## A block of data
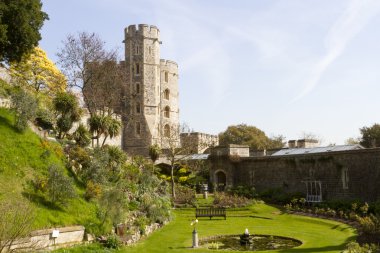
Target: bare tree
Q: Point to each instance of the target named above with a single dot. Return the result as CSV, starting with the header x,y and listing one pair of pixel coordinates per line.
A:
x,y
174,151
90,67
16,221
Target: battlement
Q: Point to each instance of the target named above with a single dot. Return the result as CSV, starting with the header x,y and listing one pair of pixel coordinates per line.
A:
x,y
149,31
168,63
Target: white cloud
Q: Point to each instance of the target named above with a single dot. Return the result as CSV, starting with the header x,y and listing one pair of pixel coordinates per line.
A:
x,y
349,24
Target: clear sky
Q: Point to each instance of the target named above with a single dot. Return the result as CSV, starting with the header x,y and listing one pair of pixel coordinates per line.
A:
x,y
284,66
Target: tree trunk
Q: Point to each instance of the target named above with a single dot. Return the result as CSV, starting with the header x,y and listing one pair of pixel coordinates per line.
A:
x,y
172,180
104,140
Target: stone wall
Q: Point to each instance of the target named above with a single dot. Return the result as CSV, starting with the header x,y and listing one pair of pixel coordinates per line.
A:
x,y
351,174
42,239
198,143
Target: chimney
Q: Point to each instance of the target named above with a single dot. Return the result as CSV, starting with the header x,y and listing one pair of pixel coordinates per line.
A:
x,y
292,143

## What this task involves
Write out every line of the records again, requests included, and raise each pixel coordinate in the answers by 103. Omit the pictures.

## Full output
Target: bare tree
Q: Point to each instance of the target named above with a single dot. Return the result as CSV, starting with the header x,y and listing one pair of pixel coordinates per line.
A:
x,y
277,254
193,170
119,324
Target: battlement
Q: Point to each instance of the target named above with a single dot. Return the result as CSV, starting with the header x,y and listing one pair of pixel coordinates per line.
A:
x,y
252,134
271,166
Target: white cloud
Q: Point to each instance of the target named above with a single dot. Return the result as CSV, starting with the header x,y and listing one pair of pixel coordinates per line.
A:
x,y
452,127
Target: clear sky
Q: Point to each instance of the target named above with a single dot. Return the result as CSV, starting with the header x,y and listing one pair of pixel coordinates per line.
A:
x,y
387,169
Target: tree trunk
Q: Point to each instance of the target named above with a single dot. Return the result as CSV, starting with the header x,y and listing one pair of pixel coordinates per line.
A:
x,y
275,283
207,243
Target: stone wall
Q: Point to each instance of the target named above with a single dot. Return the result as CSV, starting with the header x,y and listing one pair of pixel coordinates per line.
A:
x,y
454,277
145,342
301,246
Target: chimney
Q: Point to each instance of the target named above with a single dot. Return the result as CSV, starting with the header x,y and listing one pair of pixel coordinates per line.
A:
x,y
395,246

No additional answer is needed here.